IL MIGLIORE AMICO DI BORGES

libri Borges
Borges che piace alle donne.

Questa è la prima parte di un articolo uscito per Finzioni Magazine. Qui intero. Qui la seconda parte. Qui la terza parte.

[…] Quelli che mi lasciano proprio senza fiato sono i libri che quando li hai finiti di leggere e tutto quel che segue vorresti che l’autore fosse tuo amico per la pelle e poterlo chiamare al telefono tutte le volte che ti gira. […].
(Il giovane Holden, Jerome David Salinger)

“Poterlo chiamare al telefono tutte le volte che ti gira”.
Figuriamoci. Applicato ai fattori Jorge Luis Borges, Julio Cortázar oppure Roberto Bolaño il ragionamento avrebbe coinciso con un’accelerazione drastica del concetto e del reato di stalking e con il mio arresto.
Ma loro ne avevano ben donde. Loro si chiamavano Adolfo, Paco e Mario e sono stati per Borges, Cortázar e Bolaño quella persona e quell’amico: il migliore.

Elena Garro, scrittrice e giornalista, è stata la prima moglie di Octavio Paz, peso massimo delle lettere messicane e latinoamericane e premio Nobel nel 1990. Garro e Paz sono stati sposati dal 1937 al 1959 e nel 1939 hanno avuto una figlia, Helena Paz Garro.
Dieci anni dopo la buona nuova, nel 1949, a Parigi, una coppia di scrittori argentini – Adolfo Bioy Casares e Silvina Ocampo, marito e moglie – visita i coniugi Paz.
Octavio è un diplomatico e ragionevolmente una persona molto occupata. Silvina è un’aristocratica porteña, e Parigi, in quegli anni, una calamita. Elena Garro e Adolfo Bioy Casares si vedono per la prima volta. Con un pretesto qualsiasi – immaginiamolo – Casares porta Garro a passeggio, nei dintorni dell’albergo George V, dove alloggia. L’errare diventa chiacchiere e le chiacchiere diventano confidenze e le confidenze diventano sorrisi e i sorrisi diventano una carezza e poi un bacio e poi due baci e poi, nello stesso pomeriggio, Elena e Adolfo affittano una camera in una delle innumerevoli pensioni parigine e per un paio d’ore, brutalmente dicendo, scopano.
________________
ESERCIZI DA SVOLGERE
a. Puoi ricopiare dall'articolo su Borges il passo che comincia con "Questa è la" e prosegue fino a "ti gira. […]."?
b. Quali righe dei record contengono la stringa "http"? Filtrale e riportale tutte.
Il testo e i record non hanno alcun legame tra loro.

MATERIALE DI LAVORO
________________
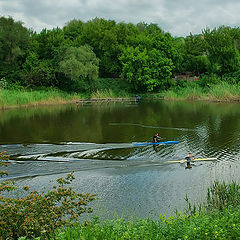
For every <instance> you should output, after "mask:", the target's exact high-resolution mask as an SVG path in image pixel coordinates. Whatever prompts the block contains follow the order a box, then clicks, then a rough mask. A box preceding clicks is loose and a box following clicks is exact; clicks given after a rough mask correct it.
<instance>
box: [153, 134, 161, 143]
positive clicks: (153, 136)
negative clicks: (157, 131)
mask: <svg viewBox="0 0 240 240" xmlns="http://www.w3.org/2000/svg"><path fill="white" fill-rule="evenodd" d="M159 140H160V136H159V135H158V133H156V134H155V135H154V136H153V142H159Z"/></svg>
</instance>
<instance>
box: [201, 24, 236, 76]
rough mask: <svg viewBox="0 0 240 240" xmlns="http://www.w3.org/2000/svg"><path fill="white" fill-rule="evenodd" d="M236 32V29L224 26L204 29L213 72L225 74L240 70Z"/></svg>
mask: <svg viewBox="0 0 240 240" xmlns="http://www.w3.org/2000/svg"><path fill="white" fill-rule="evenodd" d="M235 33H236V31H235V30H234V29H231V28H230V27H224V26H221V27H219V28H215V29H213V30H212V31H211V30H210V29H208V28H207V29H205V30H204V31H203V37H204V40H205V42H206V49H207V56H208V58H209V61H210V63H211V71H212V72H213V73H217V74H220V75H223V74H225V73H231V72H235V71H237V70H239V68H240V55H239V51H238V48H237V44H236V37H237V36H236V34H235ZM238 39H239V38H238Z"/></svg>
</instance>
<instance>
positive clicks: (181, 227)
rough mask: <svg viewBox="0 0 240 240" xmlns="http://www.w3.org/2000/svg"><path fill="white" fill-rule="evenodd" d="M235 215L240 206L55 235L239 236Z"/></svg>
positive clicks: (132, 222) (96, 235) (202, 237)
mask: <svg viewBox="0 0 240 240" xmlns="http://www.w3.org/2000/svg"><path fill="white" fill-rule="evenodd" d="M239 219H240V208H238V209H234V210H233V209H230V208H229V209H225V210H224V211H222V212H220V211H218V212H213V213H211V214H209V213H206V212H203V211H202V212H201V213H196V214H195V215H193V216H187V215H180V216H176V217H171V218H166V217H164V216H162V217H161V218H160V219H159V220H152V219H138V220H136V221H125V220H124V219H118V220H112V221H105V222H104V223H102V224H101V223H93V224H91V223H90V224H88V225H86V226H85V225H81V226H78V227H75V228H67V229H65V230H64V231H62V232H61V233H60V234H58V236H57V238H56V239H58V240H67V239H68V240H70V239H71V240H73V239H99V240H100V239H109V240H110V239H123V240H125V239H146V240H151V239H161V240H162V239H174V240H175V239H240V222H239Z"/></svg>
________________
SOLUZIONI DEGLI ESERCIZI
a.
Questa è la prima parte di un articolo uscito per Finzioni Magazine. Qui intero. Qui la seconda parte. Qui la terza parte.

[…] Quelli che mi lasciano proprio senza fiato sono i libri che quando li hai finiti di leggere e tutto quel che segue vorresti che l’autore fosse tuo amico per la pelle e poterlo chiamare al telefono tutte le volte che ti gira. […].

b.
mask: <svg viewBox="0 0 240 240" xmlns="http://www.w3.org/2000/svg"><path fill="white" fill-rule="evenodd" d="M159 140H160V136H159V135H158V133H156V134H155V135H154V136H153V142H159Z"/></svg>
rough mask: <svg viewBox="0 0 240 240" xmlns="http://www.w3.org/2000/svg"><path fill="white" fill-rule="evenodd" d="M236 32V29L224 26L204 29L213 72L225 74L240 70Z"/></svg>
mask: <svg viewBox="0 0 240 240" xmlns="http://www.w3.org/2000/svg"><path fill="white" fill-rule="evenodd" d="M235 33H236V31H235V30H234V29H231V28H230V27H224V26H221V27H219V28H215V29H213V30H212V31H211V30H210V29H208V28H207V29H205V30H204V31H203V37H204V40H205V42H206V49H207V56H208V58H209V61H210V63H211V71H212V72H213V73H217V74H220V75H223V74H225V73H231V72H235V71H237V70H239V68H240V55H239V51H238V48H237V44H236V37H237V36H236V34H235ZM238 39H239V38H238Z"/></svg>
rough mask: <svg viewBox="0 0 240 240" xmlns="http://www.w3.org/2000/svg"><path fill="white" fill-rule="evenodd" d="M235 215L240 206L55 235L239 236Z"/></svg>
mask: <svg viewBox="0 0 240 240" xmlns="http://www.w3.org/2000/svg"><path fill="white" fill-rule="evenodd" d="M239 219H240V208H238V209H234V210H233V209H230V208H229V209H225V210H224V211H222V212H220V211H218V212H213V213H211V214H209V213H206V212H203V211H202V212H201V213H196V214H195V215H193V216H187V215H180V216H176V217H171V218H166V217H164V216H162V217H161V218H160V219H159V220H152V219H138V220H136V221H125V220H124V219H118V220H112V221H105V222H104V223H102V224H101V223H93V224H91V223H90V224H88V225H86V226H85V225H81V226H78V227H75V228H67V229H65V230H64V231H62V232H61V233H60V234H58V236H57V238H56V239H58V240H67V239H68V240H70V239H71V240H73V239H99V240H100V239H109V240H110V239H123V240H125V239H146V240H151V239H161V240H162V239H174V240H175V239H240V222H239Z"/></svg>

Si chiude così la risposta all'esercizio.